GOAL — Rewrite all of these records without changes except for one swap: put "central" in place of every "innermost".
--- BEGIN ---
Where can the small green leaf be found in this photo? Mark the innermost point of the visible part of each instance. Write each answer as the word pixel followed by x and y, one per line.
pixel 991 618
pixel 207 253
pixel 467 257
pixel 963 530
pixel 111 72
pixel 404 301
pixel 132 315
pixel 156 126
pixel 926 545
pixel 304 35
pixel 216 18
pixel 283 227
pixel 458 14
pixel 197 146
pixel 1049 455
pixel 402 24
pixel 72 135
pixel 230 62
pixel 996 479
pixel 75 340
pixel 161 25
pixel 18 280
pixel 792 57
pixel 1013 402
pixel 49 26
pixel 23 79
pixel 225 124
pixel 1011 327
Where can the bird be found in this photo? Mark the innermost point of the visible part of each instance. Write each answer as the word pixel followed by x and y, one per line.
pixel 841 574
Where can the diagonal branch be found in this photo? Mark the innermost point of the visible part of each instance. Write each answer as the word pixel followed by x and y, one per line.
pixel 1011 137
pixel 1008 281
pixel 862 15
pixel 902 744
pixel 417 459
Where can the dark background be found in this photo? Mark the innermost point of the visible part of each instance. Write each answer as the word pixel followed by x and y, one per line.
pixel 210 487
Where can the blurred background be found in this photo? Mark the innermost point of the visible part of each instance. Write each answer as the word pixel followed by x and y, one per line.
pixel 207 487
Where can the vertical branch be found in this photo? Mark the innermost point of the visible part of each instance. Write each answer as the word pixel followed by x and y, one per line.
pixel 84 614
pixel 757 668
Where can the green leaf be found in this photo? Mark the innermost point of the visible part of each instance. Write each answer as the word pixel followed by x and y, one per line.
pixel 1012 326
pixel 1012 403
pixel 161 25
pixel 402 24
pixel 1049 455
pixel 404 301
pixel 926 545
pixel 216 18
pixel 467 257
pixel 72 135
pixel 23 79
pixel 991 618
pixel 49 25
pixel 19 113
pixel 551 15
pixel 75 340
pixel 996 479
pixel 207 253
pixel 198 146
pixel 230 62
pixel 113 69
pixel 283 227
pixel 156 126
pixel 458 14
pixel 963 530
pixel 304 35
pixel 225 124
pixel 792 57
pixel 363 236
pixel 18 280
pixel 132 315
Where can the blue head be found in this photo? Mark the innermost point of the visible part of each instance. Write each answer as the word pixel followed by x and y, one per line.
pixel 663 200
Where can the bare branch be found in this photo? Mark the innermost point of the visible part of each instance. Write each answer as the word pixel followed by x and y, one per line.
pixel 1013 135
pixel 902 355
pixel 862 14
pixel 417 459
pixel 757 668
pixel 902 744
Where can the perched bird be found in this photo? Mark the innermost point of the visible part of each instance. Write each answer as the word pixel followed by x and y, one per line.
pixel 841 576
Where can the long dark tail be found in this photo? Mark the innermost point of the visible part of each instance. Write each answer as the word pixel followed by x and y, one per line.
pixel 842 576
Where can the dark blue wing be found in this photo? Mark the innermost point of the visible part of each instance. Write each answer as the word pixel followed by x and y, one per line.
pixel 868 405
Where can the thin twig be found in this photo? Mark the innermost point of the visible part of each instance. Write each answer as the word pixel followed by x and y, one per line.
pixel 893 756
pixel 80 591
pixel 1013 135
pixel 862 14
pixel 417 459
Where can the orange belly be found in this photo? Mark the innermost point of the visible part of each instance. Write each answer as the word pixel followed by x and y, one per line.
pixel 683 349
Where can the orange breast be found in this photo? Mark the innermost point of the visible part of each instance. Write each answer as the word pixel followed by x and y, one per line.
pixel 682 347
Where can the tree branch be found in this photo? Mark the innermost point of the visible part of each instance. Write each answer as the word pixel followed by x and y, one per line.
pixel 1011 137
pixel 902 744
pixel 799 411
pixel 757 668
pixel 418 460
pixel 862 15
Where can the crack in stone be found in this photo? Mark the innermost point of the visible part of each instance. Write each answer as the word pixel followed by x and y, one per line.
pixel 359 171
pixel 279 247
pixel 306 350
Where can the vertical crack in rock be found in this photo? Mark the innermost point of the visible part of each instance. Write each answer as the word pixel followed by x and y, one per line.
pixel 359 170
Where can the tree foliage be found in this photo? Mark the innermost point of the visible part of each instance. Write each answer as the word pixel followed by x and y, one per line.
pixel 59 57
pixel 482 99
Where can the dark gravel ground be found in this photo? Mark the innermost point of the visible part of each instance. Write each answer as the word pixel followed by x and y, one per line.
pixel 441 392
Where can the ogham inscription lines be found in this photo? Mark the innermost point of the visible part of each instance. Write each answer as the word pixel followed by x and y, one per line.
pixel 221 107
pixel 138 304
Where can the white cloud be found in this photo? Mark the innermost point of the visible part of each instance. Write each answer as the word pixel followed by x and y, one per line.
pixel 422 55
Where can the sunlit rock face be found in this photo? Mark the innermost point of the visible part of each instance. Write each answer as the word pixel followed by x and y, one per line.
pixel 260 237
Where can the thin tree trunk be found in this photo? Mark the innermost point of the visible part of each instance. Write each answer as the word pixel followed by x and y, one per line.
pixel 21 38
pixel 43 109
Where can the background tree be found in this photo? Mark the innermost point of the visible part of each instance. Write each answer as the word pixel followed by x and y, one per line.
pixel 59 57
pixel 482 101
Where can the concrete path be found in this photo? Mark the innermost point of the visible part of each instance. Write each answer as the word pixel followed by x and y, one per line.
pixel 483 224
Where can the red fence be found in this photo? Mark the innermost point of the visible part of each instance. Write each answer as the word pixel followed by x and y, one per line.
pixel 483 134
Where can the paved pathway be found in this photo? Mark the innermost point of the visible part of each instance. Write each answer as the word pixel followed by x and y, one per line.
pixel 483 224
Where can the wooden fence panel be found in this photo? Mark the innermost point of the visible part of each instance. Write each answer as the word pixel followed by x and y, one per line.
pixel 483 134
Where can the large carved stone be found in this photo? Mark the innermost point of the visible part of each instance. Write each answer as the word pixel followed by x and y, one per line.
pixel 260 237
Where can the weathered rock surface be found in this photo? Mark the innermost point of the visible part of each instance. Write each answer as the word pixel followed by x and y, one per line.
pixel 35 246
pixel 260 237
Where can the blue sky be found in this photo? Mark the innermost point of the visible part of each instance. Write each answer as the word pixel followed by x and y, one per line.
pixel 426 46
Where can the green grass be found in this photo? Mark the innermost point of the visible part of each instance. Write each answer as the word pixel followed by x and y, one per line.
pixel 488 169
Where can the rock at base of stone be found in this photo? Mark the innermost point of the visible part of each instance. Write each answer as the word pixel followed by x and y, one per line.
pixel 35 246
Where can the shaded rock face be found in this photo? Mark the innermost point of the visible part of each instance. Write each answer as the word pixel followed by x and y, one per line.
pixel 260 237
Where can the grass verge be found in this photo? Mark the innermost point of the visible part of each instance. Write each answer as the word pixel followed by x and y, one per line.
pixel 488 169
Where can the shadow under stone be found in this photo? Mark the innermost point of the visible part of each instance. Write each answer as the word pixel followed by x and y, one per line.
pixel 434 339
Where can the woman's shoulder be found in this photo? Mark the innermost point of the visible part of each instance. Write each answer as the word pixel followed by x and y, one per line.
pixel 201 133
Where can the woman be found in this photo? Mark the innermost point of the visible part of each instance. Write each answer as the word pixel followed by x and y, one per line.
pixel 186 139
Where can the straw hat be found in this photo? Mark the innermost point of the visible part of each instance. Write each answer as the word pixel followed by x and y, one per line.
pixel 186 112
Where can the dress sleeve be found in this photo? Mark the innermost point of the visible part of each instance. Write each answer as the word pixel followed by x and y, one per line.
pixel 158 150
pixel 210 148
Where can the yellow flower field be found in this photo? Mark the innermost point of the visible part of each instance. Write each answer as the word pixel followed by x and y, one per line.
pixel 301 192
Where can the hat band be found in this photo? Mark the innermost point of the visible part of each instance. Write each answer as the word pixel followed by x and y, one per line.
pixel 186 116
--- END ---
RESULT OF THIS EXERCISE —
Where can the small green leaf be found in this photo? Mark the central point of the visible part of each instance. Write each answer as the word pixel followed by x and y, one per line.
pixel 991 618
pixel 207 253
pixel 467 257
pixel 963 530
pixel 111 72
pixel 404 301
pixel 132 315
pixel 156 126
pixel 926 545
pixel 304 35
pixel 216 18
pixel 283 227
pixel 458 14
pixel 197 146
pixel 1049 455
pixel 402 24
pixel 72 135
pixel 230 62
pixel 996 479
pixel 75 340
pixel 161 25
pixel 18 280
pixel 792 57
pixel 1013 402
pixel 49 26
pixel 23 79
pixel 225 124
pixel 1011 327
Where can the bird be found in this photo? Mark the central point of the visible part of each instance. Write each answer as the word pixel followed by x and y, one per line.
pixel 841 574
Where can the diagonal branch be found in this photo? Mark the central point of the visible part of each instance. Write each answer as the word pixel followed by x and y, one per line.
pixel 1011 137
pixel 1008 281
pixel 862 15
pixel 902 744
pixel 417 459
Where can the dark background be found in this photo? Mark the central point of the visible part of each instance. Write each answer as the word pixel followed by x and y, one per line.
pixel 210 487
Where can the blurred background be found in this photo? Mark the central point of the visible part of each instance. Write each answer as the word pixel followed by x and y, one per line.
pixel 207 487
Where can the vertical branch be found in this photo? Mark the central point of the visible part of each instance. Write each answer as the word pixel followed by x and y, one per line.
pixel 84 614
pixel 757 668
Where can the green leaf be found in this photo? Mark the central point of the visible part of each instance. Write each answer as the word pixel followed by x and y, one per line.
pixel 1012 326
pixel 1012 403
pixel 161 25
pixel 402 24
pixel 1049 455
pixel 404 301
pixel 926 545
pixel 216 18
pixel 467 257
pixel 72 135
pixel 23 79
pixel 991 618
pixel 49 25
pixel 19 113
pixel 551 15
pixel 75 340
pixel 996 479
pixel 207 253
pixel 198 146
pixel 230 62
pixel 113 69
pixel 283 227
pixel 156 126
pixel 458 14
pixel 963 530
pixel 304 35
pixel 225 124
pixel 792 57
pixel 363 236
pixel 18 280
pixel 132 315
Where can the blue head be found in this photo? Mark the central point of the visible part of each instance. Write each answer as the word pixel followed by x and y, one per line.
pixel 663 200
Where can the bare branch be found in this photo? Mark the central point of the visible part of each instance. Write each answer as the word pixel followed by x and y, one per line.
pixel 1013 135
pixel 902 355
pixel 862 14
pixel 417 459
pixel 757 668
pixel 902 744
Where can the perched bird be found in this photo? Mark the central point of the visible part of each instance. Write each answer as the word pixel followed by x and y, one per line.
pixel 841 576
Where can the long dark tail be found in this photo? Mark the central point of the visible part of each instance. Write each answer as the word pixel followed by x and y, one per line.
pixel 842 576
Where can the dark blue wing be found in this photo? Mark the central point of the visible part of each instance. Write each answer as the word pixel followed by x and y, one per line.
pixel 868 405
Where can the thin twig be found in this photo? Mark the central point of the visible part of each instance. Write each answer as the word pixel followed by x and y, one per line.
pixel 893 756
pixel 80 591
pixel 1013 135
pixel 862 14
pixel 417 459
Where can the orange belly be found in this photo? Mark the central point of the visible part of each instance. Write each answer as the word pixel followed by x and y, one per line.
pixel 683 349
Where can the orange breast be found in this photo? Mark the central point of the visible part of each instance. Write each answer as the word pixel followed by x and y, one per line.
pixel 682 347
Where can the tree branch be found in this photo? Mark the central point of the visible part of each instance. Write each answer as the word pixel followed by x and y, one per line.
pixel 1011 137
pixel 902 744
pixel 799 411
pixel 757 668
pixel 418 460
pixel 862 15
Where can the crack in stone be found in this photo? Mark the central point of the visible part of each instance. Write each answer as the word pixel followed by x and y, one per line.
pixel 359 171
pixel 279 247
pixel 306 350
Where can the vertical crack in rock be found in this photo? Mark the central point of the visible part of each instance. Write each answer as the word pixel followed by x and y, one per line.
pixel 359 170
Where can the tree foliage be found in this photo? Mark the central point of the visible part of each instance. Write each answer as the word pixel followed by x and y, one per line.
pixel 59 57
pixel 482 99
Where can the dark gravel ground be found in this photo? Mark the central point of the visible part of each instance. Write each answer as the word pixel followed by x and y, one per line.
pixel 441 392
Where can the ogham inscription lines be found in this photo? Mark the central point of the visible part of each instance. Write each answer as the word pixel followed by x and y, one per line.
pixel 221 107
pixel 138 304
Where can the white cloud be found in this photo? Mark the central point of the visible part of each instance. Write each answer as the word pixel followed by x and y, one per line.
pixel 422 55
Where can the sunlit rock face be found in this photo? Mark the central point of the visible part of each instance. Write each answer as the word pixel followed by x and y, one per line.
pixel 260 237
Where can the thin tree trunk be found in this photo? Mark the central point of the visible part of each instance. Write each answer as the word pixel followed by x and y, one per line.
pixel 21 38
pixel 43 109
Where can the background tree be found in this photo? Mark the central point of the visible part of each instance. Write each answer as the word pixel followed by x and y, one per line.
pixel 59 57
pixel 482 101
Where can the concrete path be found in this photo? Mark the central point of the visible part of each instance. Write each answer as the word pixel followed by x and y, one per line.
pixel 483 224
Where can the red fence be found in this photo? Mark the central point of the visible part of each instance. Write each answer as the word pixel followed by x and y, one per line.
pixel 483 134
Where can the paved pathway be found in this photo? Mark the central point of the visible part of each instance. Write each answer as the word pixel followed by x and y, one per line.
pixel 483 224
Where can the wooden fence panel be found in this photo? Mark the central point of the visible part of each instance. Write each answer as the word pixel followed by x and y, one per line.
pixel 483 134
Where can the large carved stone be found in this photo? Mark the central point of the visible part of each instance. Write each answer as the word pixel followed by x and y, one per line.
pixel 260 237
Where can the weathered rock surface be found in this photo? Mark the central point of the visible part of each instance. Write each answer as the word pixel followed by x and y, one per line.
pixel 35 246
pixel 260 237
Where can the blue sky be found in this photo? Mark the central point of the visible part of each instance. Write each answer as the word pixel followed by x and y, one per line.
pixel 426 46
Where can the green grass be found in this photo? Mark the central point of the visible part of each instance. Write each answer as the word pixel followed by x and y, one per line.
pixel 488 169
Where can the rock at base of stone be found in this photo? Mark the central point of the visible part of each instance. Write each answer as the word pixel followed by x and y, one per line.
pixel 35 246
Where can the shaded rock face be found in this photo? Mark the central point of the visible part of each instance. Write each answer as the word pixel followed by x and y, one per line.
pixel 260 237
Where can the grass verge be found in this photo? Mark the central point of the visible part of each instance. Write each answer as the word pixel followed by x and y, one per line.
pixel 488 169
Where can the shadow under stone be found in this photo? Mark the central point of the visible part of each instance. Write each answer as the word pixel followed by x and y, one per line.
pixel 434 339
Where can the woman's shoulder be found in this photo? Mark the central point of the visible part of each instance. Write each answer as the word pixel followed by x and y, one per line.
pixel 201 133
Where can the woman be found in this photo? Mark the central point of the visible part of each instance. Write each answer as the word pixel followed by x and y, one per line.
pixel 186 139
Where can the straw hat be found in this photo? Mark the central point of the visible part of each instance. Write each answer as the word pixel followed by x and y, one per line.
pixel 186 112
Where can the dress sleeve be found in this photo? Mark the central point of the visible part of each instance. Write each answer as the word pixel followed by x and y, one per line.
pixel 158 150
pixel 210 148
Where can the yellow flower field be found in this photo? Mark the central point of the visible part of each instance. Write each answer as the word pixel followed by x and y, one per line.
pixel 301 192
Where can the hat band be found in this photo? Mark the central point of the visible part of each instance. Write each answer as the word pixel followed by x and y, one per line.
pixel 186 116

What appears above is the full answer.